§ Auszug
((
Die Maus im Haus: was tun?

In unserer neuen Rubrik "Reflexionen" finden sich persönlich gefärbte Gedanken über ganz unterschiedliche Facetten unseres Umgangs mit Tieren. Den Auftakt macht tif-Mitglied Urs Müller über die Maus im Haus…

Text: Tier im Fokus (TIF)

Neulich wohnte bei uns für ein paar Tage ein ungewollter Gast, eine Waldmaus. Ich wurde auf sie aufmerksam, als sie auf ihre abendlichen Streifzüge ging und durch Küche und Wohnzimmer huschte. Auf Grund des ihr eher negativ gestimmten Tenors in unserem Haus beschloss ich, eine Falle aufzustellen.

Dem Vollkornbrocken konnte die Maus offenbar nicht widerstehen und so fand ich sie am nächsten Morgen lebhaft in der Falle hockend, schnüffelnd nach allen Seiten. Wir fuhren mit ihr schliesslich in einen Wald und übergaben sie ihrem natürlichen Umfeld und ihrer Freiheit.
))
§ Vorliegende Daten
((
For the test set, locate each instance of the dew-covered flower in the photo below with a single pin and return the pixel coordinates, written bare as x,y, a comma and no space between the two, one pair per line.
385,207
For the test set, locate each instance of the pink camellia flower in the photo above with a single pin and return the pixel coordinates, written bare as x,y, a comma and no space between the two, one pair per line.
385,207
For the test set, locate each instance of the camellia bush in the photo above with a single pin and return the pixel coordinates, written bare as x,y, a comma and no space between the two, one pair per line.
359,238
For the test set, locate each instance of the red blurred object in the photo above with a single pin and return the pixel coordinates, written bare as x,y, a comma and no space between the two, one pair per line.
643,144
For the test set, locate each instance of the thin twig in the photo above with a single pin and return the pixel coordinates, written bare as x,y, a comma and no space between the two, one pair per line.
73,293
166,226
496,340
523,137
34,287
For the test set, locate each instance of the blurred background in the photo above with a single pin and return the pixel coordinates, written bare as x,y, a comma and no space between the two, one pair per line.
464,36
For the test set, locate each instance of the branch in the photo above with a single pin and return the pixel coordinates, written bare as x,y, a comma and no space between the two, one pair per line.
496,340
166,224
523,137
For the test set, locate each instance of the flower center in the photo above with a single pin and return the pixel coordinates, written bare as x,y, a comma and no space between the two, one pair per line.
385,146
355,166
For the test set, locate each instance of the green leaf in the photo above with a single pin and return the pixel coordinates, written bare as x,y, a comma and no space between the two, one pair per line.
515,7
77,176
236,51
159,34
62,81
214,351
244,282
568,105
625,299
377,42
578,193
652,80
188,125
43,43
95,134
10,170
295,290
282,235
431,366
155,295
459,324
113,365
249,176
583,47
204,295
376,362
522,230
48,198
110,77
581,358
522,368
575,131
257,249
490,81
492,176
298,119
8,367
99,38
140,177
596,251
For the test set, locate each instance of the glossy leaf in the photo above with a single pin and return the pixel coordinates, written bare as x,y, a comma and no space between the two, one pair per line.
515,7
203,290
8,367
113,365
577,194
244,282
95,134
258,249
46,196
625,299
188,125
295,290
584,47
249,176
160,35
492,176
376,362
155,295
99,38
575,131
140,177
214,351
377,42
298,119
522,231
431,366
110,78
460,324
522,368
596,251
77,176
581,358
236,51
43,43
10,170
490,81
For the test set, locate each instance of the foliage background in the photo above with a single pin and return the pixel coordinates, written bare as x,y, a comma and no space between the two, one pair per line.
))
§ Zu erledigen
Schreibe den Text über die Maus im Haus im Anschluss an seinen letzten Satz weiter.

§ Ergebnis
Bloss ein Schädling …

Mäuse in Häusern gelten für viele Menschen als „Schädlinge“, als tierliche Eindringlinge, die schleunigst wieder verschwinden sollten. Viele Individuen wie zum Beispiel unsere Waldmaus bezahlen dabei mit ihrem Leben, denn die für die meisten Menschen naheliegendste Methode, Mäuse loszuwerden, besteht darin, sie zu töten.

Das geschieht mit Hilfe von Fallen, welche die Maus, oder besser gesagt ihr Genick, erschlagen oder oft auch durch ein gerinnungshemmendes Gift, das zum innerlichen Verbluten führt. Bis zum Eintreten des Todes können dabei mehrere Tage verstreichen. Es gibt zwar Lebendmausefallen, aber die werden leider weniger oft verwendet als die todbringenden Methoden.

… oder doch ein empfindsames Lebewesen?

Die Frage stellt sich, was denn einem Menschen eigentlich das Recht gibt, so salopp über das Leben eines anderen Individuums zu entscheiden, ihm sämtliche Daseinsberechtigung abzusprechen und alles zu vernichten, was es hat und besitzt.

Ist die Maus, die es sich in meinem Heim gemütlich gemacht hat, nicht auch ein empfindsames Wesen, das doch genauso frei von Zwang und unbeschwert leben möchte wie ich? Ein Individuum, das ebenso Angst bei Gefahr und ebenso Freude im Kontakt und Spiel mit Artgenossen hat wie ich?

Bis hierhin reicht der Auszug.